EXERCISE: Retype the material below from the line with "of the narrow" to the line with "[(148, 288)]", both lines included, and nothing else.

▬▬▬▬▬▬▬▬▬▬

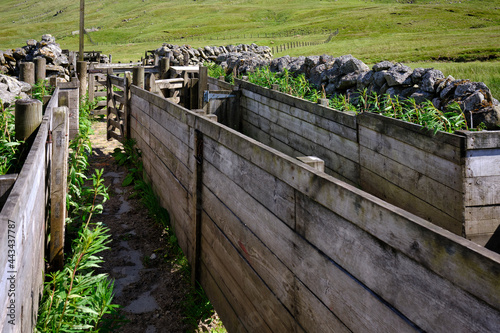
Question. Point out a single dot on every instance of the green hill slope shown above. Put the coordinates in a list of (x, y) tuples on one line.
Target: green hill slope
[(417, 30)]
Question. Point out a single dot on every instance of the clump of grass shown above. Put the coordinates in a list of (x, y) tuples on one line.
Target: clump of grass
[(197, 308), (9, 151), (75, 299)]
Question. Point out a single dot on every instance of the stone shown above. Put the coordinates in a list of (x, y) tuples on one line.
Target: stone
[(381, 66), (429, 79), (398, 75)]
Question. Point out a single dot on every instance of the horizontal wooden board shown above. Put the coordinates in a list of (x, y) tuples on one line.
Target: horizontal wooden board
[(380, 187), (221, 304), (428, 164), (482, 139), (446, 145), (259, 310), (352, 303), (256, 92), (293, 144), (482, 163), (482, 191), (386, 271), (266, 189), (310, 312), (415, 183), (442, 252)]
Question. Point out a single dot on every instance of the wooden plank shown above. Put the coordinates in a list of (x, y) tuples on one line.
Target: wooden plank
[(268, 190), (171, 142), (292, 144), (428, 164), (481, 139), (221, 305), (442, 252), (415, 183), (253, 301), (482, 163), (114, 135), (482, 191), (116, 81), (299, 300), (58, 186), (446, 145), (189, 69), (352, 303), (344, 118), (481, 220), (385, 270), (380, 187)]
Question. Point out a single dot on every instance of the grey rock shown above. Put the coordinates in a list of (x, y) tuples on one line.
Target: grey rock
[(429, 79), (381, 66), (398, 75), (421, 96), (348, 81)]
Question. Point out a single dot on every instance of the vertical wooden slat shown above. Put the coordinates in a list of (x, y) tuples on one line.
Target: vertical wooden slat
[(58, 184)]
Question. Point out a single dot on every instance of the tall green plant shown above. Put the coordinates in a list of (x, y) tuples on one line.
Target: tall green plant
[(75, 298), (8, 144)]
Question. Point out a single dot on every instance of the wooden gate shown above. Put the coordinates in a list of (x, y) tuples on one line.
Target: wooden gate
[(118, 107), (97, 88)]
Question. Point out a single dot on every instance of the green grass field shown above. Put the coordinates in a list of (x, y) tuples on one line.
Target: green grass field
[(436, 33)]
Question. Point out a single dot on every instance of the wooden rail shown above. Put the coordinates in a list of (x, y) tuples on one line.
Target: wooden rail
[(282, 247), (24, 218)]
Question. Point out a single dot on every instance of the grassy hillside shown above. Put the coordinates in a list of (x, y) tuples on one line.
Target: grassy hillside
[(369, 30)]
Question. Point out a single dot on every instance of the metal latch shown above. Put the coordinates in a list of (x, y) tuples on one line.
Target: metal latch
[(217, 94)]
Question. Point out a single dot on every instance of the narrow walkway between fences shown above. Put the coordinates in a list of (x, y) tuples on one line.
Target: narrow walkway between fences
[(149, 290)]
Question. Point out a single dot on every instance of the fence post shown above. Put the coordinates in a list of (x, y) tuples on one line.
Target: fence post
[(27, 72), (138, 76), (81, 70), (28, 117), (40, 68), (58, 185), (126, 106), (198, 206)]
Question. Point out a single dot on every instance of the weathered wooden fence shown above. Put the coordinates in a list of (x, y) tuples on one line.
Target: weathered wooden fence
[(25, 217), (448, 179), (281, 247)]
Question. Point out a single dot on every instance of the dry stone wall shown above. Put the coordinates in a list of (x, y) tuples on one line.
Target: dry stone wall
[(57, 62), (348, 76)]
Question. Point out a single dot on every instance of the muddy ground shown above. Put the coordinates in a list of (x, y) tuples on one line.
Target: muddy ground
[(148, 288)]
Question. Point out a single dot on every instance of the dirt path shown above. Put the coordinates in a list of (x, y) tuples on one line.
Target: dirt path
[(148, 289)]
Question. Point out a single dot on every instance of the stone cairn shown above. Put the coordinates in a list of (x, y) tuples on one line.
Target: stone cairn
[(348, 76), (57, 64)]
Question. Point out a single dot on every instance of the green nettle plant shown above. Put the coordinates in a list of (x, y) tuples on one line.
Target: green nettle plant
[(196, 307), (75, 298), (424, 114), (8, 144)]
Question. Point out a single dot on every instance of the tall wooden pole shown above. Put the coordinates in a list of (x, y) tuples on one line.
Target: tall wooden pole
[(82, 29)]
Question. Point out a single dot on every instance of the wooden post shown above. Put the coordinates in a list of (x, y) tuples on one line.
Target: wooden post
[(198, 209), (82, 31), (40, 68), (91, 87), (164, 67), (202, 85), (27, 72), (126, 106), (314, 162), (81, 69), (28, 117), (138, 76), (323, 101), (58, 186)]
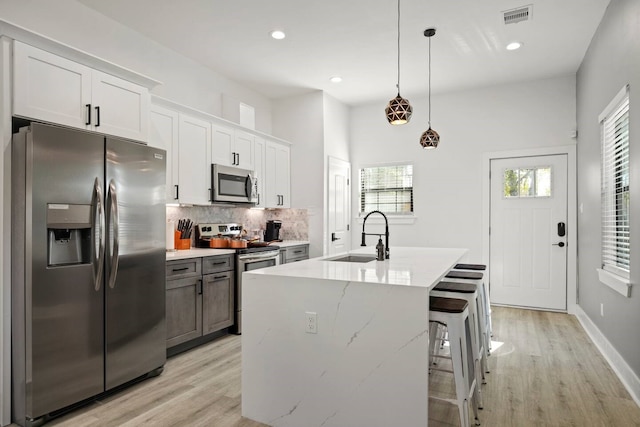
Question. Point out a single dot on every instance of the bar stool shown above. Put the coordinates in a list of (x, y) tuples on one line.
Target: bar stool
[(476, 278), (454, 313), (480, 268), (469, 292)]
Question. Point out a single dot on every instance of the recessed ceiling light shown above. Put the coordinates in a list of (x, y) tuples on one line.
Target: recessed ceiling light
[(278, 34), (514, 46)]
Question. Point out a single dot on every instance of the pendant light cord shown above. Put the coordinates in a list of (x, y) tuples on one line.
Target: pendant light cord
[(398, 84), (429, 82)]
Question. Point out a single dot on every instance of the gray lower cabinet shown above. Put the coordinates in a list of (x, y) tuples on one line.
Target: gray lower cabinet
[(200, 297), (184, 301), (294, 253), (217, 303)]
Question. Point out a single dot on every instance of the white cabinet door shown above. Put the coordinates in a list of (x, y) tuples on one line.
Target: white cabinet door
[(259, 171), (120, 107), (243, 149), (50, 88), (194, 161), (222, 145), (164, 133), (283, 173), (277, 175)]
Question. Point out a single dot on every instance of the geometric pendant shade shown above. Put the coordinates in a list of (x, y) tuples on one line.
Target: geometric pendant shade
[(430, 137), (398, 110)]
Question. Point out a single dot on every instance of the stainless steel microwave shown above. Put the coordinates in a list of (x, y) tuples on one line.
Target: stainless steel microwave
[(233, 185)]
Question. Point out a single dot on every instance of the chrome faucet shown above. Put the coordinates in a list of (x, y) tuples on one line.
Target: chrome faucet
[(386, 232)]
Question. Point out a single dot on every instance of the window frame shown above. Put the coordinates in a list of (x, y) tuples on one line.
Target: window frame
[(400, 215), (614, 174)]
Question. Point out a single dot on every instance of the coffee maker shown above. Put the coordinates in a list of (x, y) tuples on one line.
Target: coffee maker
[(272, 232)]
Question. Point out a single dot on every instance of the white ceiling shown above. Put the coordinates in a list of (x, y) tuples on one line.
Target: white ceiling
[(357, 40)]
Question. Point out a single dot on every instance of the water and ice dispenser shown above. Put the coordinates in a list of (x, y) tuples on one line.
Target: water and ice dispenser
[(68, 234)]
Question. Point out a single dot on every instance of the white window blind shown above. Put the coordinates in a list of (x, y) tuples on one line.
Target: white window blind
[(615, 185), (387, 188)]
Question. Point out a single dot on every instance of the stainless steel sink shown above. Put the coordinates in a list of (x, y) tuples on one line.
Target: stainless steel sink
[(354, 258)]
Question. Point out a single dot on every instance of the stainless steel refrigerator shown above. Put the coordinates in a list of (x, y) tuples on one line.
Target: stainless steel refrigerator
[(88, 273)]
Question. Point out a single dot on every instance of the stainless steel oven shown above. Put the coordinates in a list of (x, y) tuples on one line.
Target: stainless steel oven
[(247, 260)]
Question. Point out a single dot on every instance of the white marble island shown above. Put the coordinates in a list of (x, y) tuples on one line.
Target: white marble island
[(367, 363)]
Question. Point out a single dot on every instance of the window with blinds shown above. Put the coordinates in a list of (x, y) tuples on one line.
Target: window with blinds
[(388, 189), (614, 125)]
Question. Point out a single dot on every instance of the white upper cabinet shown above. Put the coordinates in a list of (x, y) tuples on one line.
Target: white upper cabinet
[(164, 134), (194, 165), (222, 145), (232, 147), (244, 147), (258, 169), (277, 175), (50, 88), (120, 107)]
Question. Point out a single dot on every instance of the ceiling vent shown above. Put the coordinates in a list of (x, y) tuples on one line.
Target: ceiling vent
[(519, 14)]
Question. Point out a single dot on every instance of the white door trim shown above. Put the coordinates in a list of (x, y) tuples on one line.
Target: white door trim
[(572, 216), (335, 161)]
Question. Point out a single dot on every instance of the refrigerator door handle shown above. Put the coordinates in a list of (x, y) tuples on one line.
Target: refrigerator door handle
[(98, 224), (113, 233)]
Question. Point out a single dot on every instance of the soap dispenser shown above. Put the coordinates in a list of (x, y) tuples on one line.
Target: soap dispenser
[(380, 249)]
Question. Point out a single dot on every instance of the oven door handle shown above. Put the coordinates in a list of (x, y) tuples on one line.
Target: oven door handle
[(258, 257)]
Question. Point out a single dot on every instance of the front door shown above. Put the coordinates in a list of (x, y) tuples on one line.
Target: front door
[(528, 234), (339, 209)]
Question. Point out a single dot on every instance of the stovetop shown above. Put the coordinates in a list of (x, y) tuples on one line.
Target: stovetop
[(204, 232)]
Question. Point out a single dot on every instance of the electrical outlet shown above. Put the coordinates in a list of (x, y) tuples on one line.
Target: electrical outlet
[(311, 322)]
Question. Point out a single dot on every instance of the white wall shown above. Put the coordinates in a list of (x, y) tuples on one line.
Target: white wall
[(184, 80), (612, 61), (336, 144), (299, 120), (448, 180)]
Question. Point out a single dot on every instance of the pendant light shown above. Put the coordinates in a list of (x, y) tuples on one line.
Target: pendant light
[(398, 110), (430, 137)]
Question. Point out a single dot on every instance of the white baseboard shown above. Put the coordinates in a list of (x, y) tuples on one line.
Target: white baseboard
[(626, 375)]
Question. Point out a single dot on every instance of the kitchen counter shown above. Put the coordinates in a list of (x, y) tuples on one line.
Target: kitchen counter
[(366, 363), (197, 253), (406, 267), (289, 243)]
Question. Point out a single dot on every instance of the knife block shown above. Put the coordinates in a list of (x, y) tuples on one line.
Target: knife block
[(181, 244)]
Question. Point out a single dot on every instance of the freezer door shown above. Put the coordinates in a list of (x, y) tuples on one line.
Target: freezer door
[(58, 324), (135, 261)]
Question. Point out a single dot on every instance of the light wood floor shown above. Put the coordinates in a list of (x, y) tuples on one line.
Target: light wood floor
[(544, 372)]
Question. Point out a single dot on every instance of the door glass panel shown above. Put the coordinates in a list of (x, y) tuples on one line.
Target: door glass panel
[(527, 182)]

▬▬▬▬▬▬▬▬▬▬

REPLY:
Question. Point out a single dot on every instance of the narrow walkway between fences shown above. Put the coordinates in a list of (x, y) tuples on one line.
Target: narrow walkway between fences
[(149, 290)]
Question. Point out a single dot on every instance of the fence post shown above. Put the coordinates in a list of (x, y) tuples on one line.
Target: fence post
[(27, 72), (138, 76), (81, 70), (28, 117), (40, 68), (58, 185), (126, 106), (198, 206)]
Question. Point out a single dot on every instance of the weathered wooden fence shown above. Put the coordinates in a list of (x, y) tuples on one line.
Target: weathered wooden fence
[(25, 217), (448, 179), (281, 247)]
Question. Point out a single dot on every instance of the dry stone wall shown above. Put the coordinates in a list of (x, y) tuples on one line.
Target: dry stone wall
[(57, 62), (348, 76)]
Question. Point out a single dot on every instance of the muddy ground shown above. Put the coordinates in a list of (x, y) tuples on one line.
Target: muddy ground
[(148, 288)]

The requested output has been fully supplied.